## Tasks to complete
A. According to the bolani text, which drink is bolani usually served with?
B. Pick up the bolani text after its last sentence and write the next part.

## Quoted text
##########

Bolani (Dari: بولانی), also called Periki (Pashto: پارکی) is a stuffed flat-bread from Afghanistan, fried with a filling. It has a thin crust and can be stuffed with a variety of ingredients, such as potatoes or leeks but also grated pumpkin, chives, red lentils or with minced meat. It can be served with plain yogurt or mint yogurt and is usually served with a doogh drink.

Bolani is made for special occasions like birthday parties, engagement parties or holidays. It is widely sold on the streets in Afghanistan, particularly in cities such as Kabul, Jalalabad and Kandahar.

Variations

Egg-roll wrapper method
The method of using eggroll wrappers instead of making the dough for the bolani is a time saving convenience often used in Western countries.  The edges of the eggroll wrappers are lightly brushed with  water to allow for sticking.  The wrappers are then filled half way either diagonally or lengthwise with the preferred filling.  Each side is then fried until golden brown.  This method is the easiest and fastest way of preparing bolani.

##########

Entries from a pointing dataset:
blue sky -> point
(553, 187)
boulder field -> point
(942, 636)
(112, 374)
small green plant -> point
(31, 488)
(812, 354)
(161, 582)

##########

## Task responses
A. It is usually served with doogh.

B.
Baked dough method
Another popular method for making  Bolani is baking them. Although frying is the most popular method for special occasions, baking is becoming very popular amongst the western crowd. While Bolani was originally baked to cut back on fat, it is now becoming popular due to the unique flavor it imparts. Baking allows for a thicker crust that leads to a fluffy pastry filled with toppings.
Some argue that baked Bolani is not traditional due to its thick nature and meat stuffed variations. Regardless, it remains as one of the most popular methods of preparing Bolani in America.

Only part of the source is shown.